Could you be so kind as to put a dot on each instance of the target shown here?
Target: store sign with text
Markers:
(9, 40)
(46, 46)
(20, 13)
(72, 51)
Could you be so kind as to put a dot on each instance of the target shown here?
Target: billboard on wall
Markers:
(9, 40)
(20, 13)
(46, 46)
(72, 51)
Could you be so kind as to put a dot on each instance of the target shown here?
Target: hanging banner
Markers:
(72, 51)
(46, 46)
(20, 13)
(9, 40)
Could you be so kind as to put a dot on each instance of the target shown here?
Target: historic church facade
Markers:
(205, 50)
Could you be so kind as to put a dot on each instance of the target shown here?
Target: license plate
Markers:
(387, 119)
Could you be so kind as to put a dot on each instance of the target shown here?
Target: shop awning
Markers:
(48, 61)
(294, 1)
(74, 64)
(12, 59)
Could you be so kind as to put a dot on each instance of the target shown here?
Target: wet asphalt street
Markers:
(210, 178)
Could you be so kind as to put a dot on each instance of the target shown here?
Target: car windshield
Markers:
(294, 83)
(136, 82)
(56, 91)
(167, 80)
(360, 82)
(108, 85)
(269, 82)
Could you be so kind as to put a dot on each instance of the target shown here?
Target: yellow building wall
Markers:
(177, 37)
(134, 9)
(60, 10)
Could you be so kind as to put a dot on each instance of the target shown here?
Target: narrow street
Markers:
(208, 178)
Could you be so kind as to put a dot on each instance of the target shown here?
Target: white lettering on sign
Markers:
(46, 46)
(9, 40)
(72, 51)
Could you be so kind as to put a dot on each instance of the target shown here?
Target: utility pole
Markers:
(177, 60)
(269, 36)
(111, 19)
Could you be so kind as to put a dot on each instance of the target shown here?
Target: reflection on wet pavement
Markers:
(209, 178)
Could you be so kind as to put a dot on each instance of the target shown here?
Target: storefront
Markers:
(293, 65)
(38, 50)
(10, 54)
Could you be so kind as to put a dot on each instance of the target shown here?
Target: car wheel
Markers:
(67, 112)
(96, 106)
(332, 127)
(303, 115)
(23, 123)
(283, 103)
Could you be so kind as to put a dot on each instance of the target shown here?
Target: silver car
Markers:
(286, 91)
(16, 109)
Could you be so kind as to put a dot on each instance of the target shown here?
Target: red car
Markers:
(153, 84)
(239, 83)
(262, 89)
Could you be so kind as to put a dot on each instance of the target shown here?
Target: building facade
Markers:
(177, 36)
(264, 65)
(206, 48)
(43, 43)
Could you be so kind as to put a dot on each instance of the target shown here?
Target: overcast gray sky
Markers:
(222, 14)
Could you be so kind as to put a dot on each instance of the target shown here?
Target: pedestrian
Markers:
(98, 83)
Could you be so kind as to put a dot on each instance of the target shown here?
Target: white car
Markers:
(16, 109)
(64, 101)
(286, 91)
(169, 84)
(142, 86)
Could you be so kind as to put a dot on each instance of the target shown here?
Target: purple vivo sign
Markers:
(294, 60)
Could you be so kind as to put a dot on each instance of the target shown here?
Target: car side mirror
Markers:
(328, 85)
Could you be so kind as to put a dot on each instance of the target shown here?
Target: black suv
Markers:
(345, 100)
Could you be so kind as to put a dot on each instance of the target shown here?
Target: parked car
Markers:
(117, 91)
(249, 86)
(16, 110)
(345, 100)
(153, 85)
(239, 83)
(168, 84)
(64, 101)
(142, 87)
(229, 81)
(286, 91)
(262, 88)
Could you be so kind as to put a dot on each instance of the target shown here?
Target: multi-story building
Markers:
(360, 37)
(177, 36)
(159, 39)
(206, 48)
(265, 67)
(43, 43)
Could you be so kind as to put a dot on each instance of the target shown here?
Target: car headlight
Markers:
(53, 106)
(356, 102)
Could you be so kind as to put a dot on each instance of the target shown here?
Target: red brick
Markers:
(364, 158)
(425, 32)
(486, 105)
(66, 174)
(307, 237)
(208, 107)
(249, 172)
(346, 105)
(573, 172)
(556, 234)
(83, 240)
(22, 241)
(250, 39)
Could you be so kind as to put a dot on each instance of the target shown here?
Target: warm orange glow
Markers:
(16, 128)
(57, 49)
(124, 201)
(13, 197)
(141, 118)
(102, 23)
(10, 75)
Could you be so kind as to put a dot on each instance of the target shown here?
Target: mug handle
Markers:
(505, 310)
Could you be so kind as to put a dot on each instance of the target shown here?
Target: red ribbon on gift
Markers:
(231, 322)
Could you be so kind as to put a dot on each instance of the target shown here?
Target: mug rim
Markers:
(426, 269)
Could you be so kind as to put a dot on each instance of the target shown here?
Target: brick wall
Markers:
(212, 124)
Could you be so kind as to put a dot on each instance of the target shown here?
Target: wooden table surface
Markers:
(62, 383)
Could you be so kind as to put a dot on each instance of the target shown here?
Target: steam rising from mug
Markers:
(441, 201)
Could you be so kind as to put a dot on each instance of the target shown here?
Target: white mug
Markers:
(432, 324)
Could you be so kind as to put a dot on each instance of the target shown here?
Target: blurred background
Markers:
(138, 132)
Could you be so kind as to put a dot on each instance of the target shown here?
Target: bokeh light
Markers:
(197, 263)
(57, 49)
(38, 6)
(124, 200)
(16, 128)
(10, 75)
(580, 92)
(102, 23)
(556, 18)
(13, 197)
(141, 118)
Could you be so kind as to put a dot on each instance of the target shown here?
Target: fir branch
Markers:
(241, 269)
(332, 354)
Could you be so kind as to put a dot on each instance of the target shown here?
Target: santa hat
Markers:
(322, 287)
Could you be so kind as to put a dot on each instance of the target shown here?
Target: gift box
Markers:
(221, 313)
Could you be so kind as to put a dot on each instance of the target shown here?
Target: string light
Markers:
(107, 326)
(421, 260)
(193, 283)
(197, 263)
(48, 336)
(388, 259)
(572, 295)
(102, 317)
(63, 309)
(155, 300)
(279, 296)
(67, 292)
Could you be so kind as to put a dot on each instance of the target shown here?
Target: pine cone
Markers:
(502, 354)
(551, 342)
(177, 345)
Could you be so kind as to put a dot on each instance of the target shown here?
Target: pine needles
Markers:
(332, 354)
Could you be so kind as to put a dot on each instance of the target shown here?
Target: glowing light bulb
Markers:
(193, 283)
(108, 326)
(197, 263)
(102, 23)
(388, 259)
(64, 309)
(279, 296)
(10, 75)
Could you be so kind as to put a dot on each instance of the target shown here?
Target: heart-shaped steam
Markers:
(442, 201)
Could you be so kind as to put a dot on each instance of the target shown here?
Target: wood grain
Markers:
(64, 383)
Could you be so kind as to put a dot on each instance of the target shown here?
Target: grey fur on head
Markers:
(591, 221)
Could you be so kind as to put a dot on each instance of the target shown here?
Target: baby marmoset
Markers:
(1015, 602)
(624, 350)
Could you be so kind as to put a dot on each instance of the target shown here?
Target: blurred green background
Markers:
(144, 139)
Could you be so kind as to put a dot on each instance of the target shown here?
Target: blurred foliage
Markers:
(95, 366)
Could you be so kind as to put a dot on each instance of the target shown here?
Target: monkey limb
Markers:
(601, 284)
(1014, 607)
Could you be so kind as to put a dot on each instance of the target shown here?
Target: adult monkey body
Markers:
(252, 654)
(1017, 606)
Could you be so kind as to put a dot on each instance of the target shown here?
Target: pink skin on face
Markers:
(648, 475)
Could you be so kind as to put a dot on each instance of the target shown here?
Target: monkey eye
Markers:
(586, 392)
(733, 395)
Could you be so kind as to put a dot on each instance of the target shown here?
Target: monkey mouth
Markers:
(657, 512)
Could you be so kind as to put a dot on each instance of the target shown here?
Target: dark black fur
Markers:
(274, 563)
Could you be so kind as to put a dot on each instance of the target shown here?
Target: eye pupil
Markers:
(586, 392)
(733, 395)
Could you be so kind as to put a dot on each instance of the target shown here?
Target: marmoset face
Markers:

☆ ☆ ☆ ☆

Task details =>
Which lines in the records above contain the word "blurred"? Return each of them.

Task solution =>
Target: blurred background
Target: blurred green background
Target: blurred foliage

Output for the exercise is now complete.